→ TASK TO CARRY OUT
The response must be the exact lines from the line holding "Would you mind pointing out the rear" through the end of the entries, with no pictures and nothing else.

→ Photo-based referring expression data
▽

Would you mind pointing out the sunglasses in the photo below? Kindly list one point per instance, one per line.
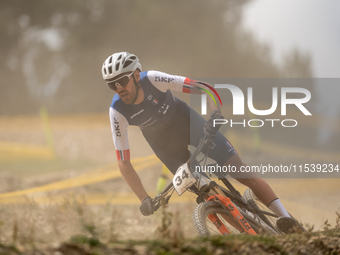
(121, 81)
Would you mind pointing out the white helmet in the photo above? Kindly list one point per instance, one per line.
(119, 63)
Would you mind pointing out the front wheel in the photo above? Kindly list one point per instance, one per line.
(211, 218)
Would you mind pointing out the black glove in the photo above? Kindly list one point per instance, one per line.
(146, 207)
(209, 128)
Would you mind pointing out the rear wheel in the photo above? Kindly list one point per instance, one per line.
(211, 218)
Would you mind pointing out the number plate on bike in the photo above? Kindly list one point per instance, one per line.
(183, 179)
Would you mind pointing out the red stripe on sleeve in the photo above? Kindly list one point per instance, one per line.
(126, 154)
(187, 81)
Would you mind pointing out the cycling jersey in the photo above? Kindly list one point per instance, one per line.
(157, 109)
(165, 122)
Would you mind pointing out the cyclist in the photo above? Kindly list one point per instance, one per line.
(144, 99)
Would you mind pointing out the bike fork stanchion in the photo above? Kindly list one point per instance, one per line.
(218, 224)
(234, 212)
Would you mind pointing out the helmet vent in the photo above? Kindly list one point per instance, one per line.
(127, 63)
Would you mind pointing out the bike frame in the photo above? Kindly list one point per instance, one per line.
(225, 196)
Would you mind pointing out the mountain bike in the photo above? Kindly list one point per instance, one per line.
(221, 210)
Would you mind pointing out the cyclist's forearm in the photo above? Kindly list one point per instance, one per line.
(132, 179)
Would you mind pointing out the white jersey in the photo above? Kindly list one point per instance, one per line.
(157, 110)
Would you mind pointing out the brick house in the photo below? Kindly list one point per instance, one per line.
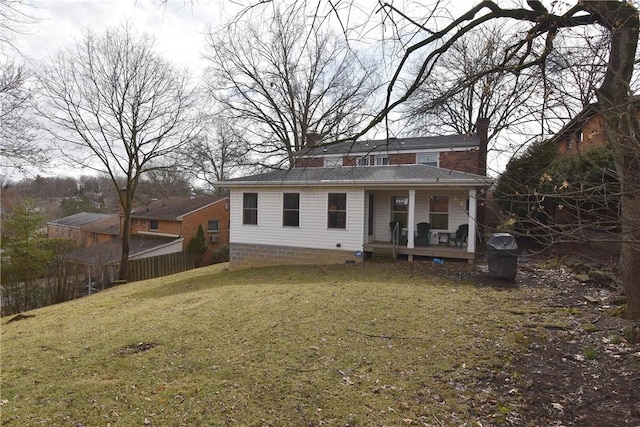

△

→ REPLY TO THE TASK
Would you mind pointing out the rear wheel in the photo above? Kindly list one point per instance, one per line.
(211, 218)
Would you mind pointing out the number plate on bike in the photo above? Kindly list one point per instance, one per line.
(183, 179)
Would you mind pointing out the red stripe on sleeve in the photo above? Kindly list one point per instance, one per line.
(126, 154)
(187, 81)
Would you mind pointing out the cycling jersey in the photo above? Kindly list one point per instance, one per line.
(157, 109)
(165, 122)
Would you mind pointing out the cyclist in the photo above? Kindly list one point per instance, one per line.
(144, 99)
Would you mind pointing out the bike fork stanchion in the photo above? Kindly list one point per instance, one per line.
(218, 224)
(234, 212)
Would you mind pointing out the helmet vent in the photo above? Kindly list one point per instance, one per line.
(127, 63)
Would you mind pointing out the bike frame in the photo above? Kindly list one point per instance, one per line.
(225, 196)
Would you mind pointing out the mountain bike in the photo above? Kindly list one point per instance, one per line.
(221, 210)
Would you mind pointing out the cyclist's forearm in the photo above? Kindly list one point per instance, one per line.
(132, 179)
Would you mind pointing out the white jersey in the photo above? Kindly list one point per instance, one per line.
(157, 110)
Would you mind pointing out the brick house in the photo below? Kindly list one point per instance, one per line.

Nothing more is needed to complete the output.